EXERCISE 1: Translate this sentence from the text about Bunker 599 + 603 into Spanish: "A seemingly indestructible bunker with monumental status is sliced open."

··· PAGE TEXT

After Interaction Between the Elements, here is another project by Rietveld Landscape I wanted to publish. Bunker 599 + 603 is the story of a Matta Clarkian cut in the middle of a bunker on the Dutch coast. The most massive and close architecture thus becomes permeable and proposes to the viewer, a three dimensional section of this mass of concrete.

Here is the official text related to the project:

Bunker 599 + 603

This project lays bare two secrets of the New Dutch Waterline (NDW), a military line of defence in use from 1815 until 1940 protecting the cities of Muiden, Utrecht, Vreeswijk and Gorinchem by means of intentional flooding.

A seemingly indestructible bunker with monumental status is sliced open. The design thereby opens up the minuscule interior of one of NDW’s 700 bunkers, the insides of which are normally cut off from view completely. In addition, a long wooden boardwalk cuts through the extremely heavy construction. It leads visitors to a flooded area and to the footpaths of the adjacent natural reserve. The pier and the piles supporting it remind them that the water surrounding them is not caused by e.g. the removal of sand but rather is a shallow water plain characteristic of the inundations in times of war.

······
··· GIVEN INFORMATION

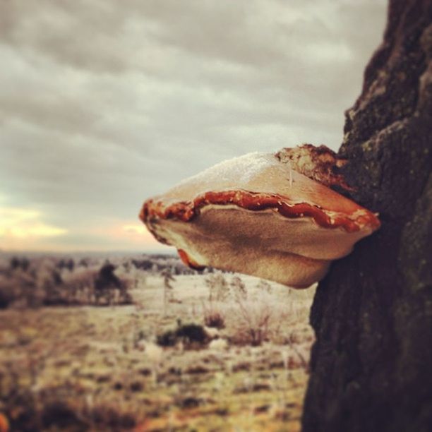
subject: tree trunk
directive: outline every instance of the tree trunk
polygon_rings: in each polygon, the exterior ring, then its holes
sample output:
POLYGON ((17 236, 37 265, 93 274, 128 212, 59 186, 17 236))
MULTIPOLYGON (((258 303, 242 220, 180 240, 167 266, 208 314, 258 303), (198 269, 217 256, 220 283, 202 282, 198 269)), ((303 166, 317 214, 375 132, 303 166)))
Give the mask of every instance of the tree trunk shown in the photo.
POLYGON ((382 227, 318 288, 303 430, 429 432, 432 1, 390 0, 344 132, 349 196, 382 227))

······
··· GIVEN INFORMATION

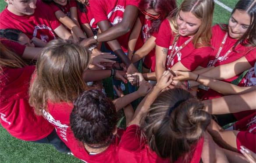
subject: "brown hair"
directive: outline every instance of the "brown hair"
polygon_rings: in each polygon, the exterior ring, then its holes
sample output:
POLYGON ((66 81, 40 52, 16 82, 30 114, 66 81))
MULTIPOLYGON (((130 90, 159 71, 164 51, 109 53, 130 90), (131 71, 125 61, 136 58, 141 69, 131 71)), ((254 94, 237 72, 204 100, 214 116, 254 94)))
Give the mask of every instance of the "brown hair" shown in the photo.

······

EXERCISE 2: Reproduce word for word the lines of the records starting at the line containing "subject: tree trunk" and ending at the line containing "POLYGON ((382 227, 318".

EXERCISE OUTPUT 1: Un búnker aparentemente indestructible, con categoría de monumento, es abierto de un corte.

EXERCISE OUTPUT 2:
subject: tree trunk
directive: outline every instance of the tree trunk
polygon_rings: in each polygon, the exterior ring, then its holes
sample output:
POLYGON ((17 236, 37 265, 93 274, 128 212, 59 186, 17 236))
MULTIPOLYGON (((258 303, 242 220, 180 240, 167 266, 208 314, 258 303), (198 269, 217 256, 220 283, 202 282, 198 269)), ((303 166, 317 214, 375 132, 303 166)))
Give the mask of every instance of the tree trunk shown in the photo.
POLYGON ((382 227, 318 288, 303 430, 429 432, 432 1, 390 0, 344 132, 349 196, 382 227))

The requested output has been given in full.